→ Instructions to follow: Using the records beneath, say how many lines contain the word "stick", without comment.

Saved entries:
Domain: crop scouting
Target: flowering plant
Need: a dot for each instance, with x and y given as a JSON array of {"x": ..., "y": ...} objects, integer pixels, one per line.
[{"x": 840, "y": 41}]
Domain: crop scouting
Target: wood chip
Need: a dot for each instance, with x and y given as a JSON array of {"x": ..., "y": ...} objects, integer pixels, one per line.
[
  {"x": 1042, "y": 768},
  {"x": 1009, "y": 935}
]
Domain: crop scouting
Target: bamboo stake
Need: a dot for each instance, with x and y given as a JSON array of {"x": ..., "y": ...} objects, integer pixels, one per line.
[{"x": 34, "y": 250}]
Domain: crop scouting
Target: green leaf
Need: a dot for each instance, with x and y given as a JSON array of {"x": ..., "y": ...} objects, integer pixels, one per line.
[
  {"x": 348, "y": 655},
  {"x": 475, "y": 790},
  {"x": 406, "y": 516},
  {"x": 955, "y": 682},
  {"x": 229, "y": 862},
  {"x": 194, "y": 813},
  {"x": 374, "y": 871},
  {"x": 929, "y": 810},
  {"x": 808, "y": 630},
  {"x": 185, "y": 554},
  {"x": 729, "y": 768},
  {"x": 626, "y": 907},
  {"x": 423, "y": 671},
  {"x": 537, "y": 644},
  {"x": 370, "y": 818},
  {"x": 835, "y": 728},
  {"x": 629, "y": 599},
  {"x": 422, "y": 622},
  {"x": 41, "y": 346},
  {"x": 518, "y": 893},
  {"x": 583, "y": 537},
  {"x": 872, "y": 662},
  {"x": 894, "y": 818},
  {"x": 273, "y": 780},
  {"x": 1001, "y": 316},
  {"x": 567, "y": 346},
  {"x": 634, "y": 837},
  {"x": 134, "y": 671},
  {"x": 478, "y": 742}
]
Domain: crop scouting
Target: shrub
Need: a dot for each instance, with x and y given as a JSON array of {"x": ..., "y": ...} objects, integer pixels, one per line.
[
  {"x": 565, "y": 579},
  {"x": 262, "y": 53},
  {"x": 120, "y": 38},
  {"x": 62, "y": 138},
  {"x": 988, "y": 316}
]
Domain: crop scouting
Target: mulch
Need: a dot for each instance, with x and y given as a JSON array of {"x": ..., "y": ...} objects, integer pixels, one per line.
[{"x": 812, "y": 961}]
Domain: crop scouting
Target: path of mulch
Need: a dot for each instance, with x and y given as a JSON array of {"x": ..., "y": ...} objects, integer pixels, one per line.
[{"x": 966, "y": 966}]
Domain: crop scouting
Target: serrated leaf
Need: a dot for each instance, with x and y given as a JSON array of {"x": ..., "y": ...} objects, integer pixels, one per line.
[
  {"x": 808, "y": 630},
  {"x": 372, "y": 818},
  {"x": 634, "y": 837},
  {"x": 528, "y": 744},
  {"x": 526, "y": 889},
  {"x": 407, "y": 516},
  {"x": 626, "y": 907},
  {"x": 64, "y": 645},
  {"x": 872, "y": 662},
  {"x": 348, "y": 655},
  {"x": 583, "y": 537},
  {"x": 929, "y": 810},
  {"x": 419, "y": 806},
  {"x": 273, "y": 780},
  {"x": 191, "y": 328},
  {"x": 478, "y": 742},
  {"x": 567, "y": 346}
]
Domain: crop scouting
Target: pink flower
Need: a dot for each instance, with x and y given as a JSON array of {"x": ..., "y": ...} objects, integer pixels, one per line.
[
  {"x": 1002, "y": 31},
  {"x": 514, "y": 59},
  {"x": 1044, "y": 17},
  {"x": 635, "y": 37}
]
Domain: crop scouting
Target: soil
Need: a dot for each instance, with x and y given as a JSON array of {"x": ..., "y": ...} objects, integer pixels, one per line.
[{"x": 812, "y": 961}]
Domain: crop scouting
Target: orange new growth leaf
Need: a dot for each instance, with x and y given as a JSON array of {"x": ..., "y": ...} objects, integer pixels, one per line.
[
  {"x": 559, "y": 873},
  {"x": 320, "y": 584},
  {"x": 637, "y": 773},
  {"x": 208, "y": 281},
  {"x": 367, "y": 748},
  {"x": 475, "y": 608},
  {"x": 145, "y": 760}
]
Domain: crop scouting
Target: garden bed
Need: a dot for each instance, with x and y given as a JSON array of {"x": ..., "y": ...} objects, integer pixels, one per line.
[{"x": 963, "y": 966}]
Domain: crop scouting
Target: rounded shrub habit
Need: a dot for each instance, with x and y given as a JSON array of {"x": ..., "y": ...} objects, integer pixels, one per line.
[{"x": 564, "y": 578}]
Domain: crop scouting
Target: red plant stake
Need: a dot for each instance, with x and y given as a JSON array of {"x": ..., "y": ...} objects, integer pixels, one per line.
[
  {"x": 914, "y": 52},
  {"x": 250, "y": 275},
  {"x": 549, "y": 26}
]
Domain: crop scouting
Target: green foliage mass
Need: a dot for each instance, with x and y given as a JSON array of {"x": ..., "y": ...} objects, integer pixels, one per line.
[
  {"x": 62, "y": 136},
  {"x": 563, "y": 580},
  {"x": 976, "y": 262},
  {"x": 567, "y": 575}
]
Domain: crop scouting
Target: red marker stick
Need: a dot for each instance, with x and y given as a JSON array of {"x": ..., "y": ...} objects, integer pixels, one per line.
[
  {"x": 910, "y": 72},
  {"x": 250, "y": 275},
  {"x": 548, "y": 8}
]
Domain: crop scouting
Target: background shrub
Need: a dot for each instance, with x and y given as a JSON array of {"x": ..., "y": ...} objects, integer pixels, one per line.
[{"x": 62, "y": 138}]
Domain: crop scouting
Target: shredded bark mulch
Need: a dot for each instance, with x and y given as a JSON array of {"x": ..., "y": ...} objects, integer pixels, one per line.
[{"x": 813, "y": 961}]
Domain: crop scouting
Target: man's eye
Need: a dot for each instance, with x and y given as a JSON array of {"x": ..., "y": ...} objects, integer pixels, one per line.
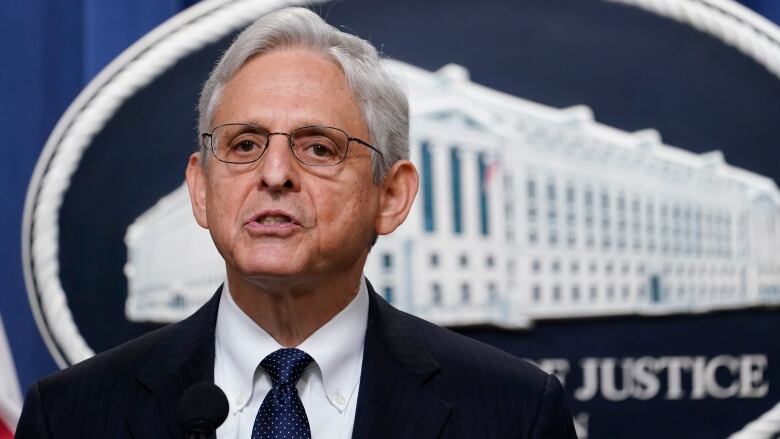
[
  {"x": 320, "y": 150},
  {"x": 245, "y": 146}
]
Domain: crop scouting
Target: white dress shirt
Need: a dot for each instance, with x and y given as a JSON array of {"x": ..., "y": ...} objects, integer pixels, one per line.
[{"x": 329, "y": 386}]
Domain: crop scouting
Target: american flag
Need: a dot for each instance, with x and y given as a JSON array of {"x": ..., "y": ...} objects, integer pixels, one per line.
[{"x": 10, "y": 395}]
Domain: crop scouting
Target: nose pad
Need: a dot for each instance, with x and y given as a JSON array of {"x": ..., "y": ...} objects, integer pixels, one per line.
[{"x": 277, "y": 166}]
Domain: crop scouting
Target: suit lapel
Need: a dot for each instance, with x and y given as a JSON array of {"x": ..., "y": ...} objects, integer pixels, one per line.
[
  {"x": 183, "y": 359},
  {"x": 393, "y": 401}
]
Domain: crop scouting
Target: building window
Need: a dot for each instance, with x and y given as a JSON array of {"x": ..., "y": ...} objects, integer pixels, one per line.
[
  {"x": 492, "y": 293},
  {"x": 387, "y": 261},
  {"x": 531, "y": 188},
  {"x": 465, "y": 293},
  {"x": 427, "y": 188},
  {"x": 536, "y": 293},
  {"x": 457, "y": 192},
  {"x": 484, "y": 207},
  {"x": 436, "y": 293}
]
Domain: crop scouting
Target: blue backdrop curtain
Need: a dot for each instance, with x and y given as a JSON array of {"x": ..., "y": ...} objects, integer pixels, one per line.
[{"x": 51, "y": 50}]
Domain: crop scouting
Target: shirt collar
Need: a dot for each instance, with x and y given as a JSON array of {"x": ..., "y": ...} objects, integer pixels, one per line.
[{"x": 336, "y": 347}]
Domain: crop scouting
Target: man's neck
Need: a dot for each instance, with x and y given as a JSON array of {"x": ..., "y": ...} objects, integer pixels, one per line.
[{"x": 291, "y": 311}]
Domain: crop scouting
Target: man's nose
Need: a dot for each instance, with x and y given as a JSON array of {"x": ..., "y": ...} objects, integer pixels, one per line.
[{"x": 278, "y": 168}]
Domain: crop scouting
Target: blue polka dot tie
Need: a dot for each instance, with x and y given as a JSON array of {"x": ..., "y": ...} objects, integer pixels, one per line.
[{"x": 281, "y": 416}]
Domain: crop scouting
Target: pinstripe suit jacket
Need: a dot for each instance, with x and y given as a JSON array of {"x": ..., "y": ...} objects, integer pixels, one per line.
[{"x": 418, "y": 381}]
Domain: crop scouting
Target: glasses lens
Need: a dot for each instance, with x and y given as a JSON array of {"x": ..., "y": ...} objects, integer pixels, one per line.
[
  {"x": 320, "y": 146},
  {"x": 238, "y": 143}
]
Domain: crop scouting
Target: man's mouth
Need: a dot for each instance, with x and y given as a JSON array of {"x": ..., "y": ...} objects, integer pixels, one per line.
[
  {"x": 273, "y": 220},
  {"x": 273, "y": 223}
]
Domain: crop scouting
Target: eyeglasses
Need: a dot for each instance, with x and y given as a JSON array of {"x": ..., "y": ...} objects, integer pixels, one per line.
[{"x": 312, "y": 145}]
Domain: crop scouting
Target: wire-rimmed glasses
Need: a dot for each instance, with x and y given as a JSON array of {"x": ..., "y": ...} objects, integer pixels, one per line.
[{"x": 311, "y": 145}]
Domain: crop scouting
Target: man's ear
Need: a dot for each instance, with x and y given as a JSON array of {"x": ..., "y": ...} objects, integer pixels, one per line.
[
  {"x": 398, "y": 191},
  {"x": 196, "y": 184}
]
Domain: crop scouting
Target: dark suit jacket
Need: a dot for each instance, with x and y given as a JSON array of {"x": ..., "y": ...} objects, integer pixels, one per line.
[{"x": 418, "y": 381}]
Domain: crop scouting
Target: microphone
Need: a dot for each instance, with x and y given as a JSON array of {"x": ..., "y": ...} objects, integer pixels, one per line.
[{"x": 201, "y": 409}]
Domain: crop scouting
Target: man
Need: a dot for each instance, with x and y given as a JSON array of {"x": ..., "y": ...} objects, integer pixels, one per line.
[{"x": 303, "y": 163}]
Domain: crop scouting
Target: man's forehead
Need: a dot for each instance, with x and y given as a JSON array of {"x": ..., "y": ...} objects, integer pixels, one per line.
[{"x": 298, "y": 85}]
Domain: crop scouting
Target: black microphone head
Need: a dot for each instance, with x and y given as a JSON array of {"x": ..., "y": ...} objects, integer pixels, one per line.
[{"x": 202, "y": 408}]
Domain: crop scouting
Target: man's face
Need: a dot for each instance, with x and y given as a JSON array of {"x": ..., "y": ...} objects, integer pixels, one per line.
[{"x": 278, "y": 219}]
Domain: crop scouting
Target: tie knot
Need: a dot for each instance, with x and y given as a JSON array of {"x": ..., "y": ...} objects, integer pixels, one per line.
[{"x": 285, "y": 366}]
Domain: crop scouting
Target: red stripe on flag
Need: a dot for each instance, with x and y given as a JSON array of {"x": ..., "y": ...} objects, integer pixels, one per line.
[{"x": 5, "y": 432}]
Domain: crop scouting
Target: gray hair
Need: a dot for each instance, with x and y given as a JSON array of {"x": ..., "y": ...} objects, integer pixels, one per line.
[{"x": 383, "y": 103}]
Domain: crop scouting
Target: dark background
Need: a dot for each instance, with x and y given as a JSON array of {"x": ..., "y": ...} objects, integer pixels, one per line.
[{"x": 634, "y": 69}]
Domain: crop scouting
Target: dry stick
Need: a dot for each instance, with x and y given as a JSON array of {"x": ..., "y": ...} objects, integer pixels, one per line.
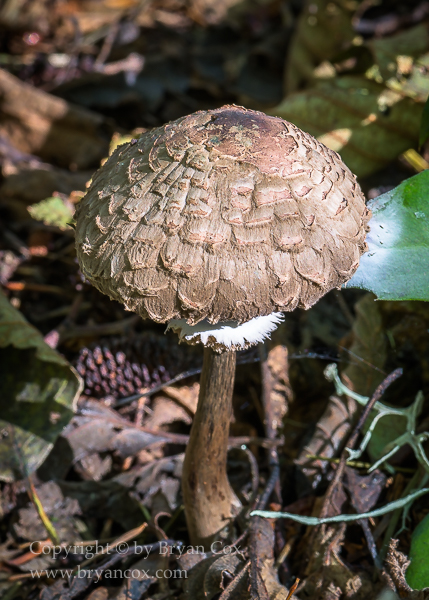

→ Task solution: 2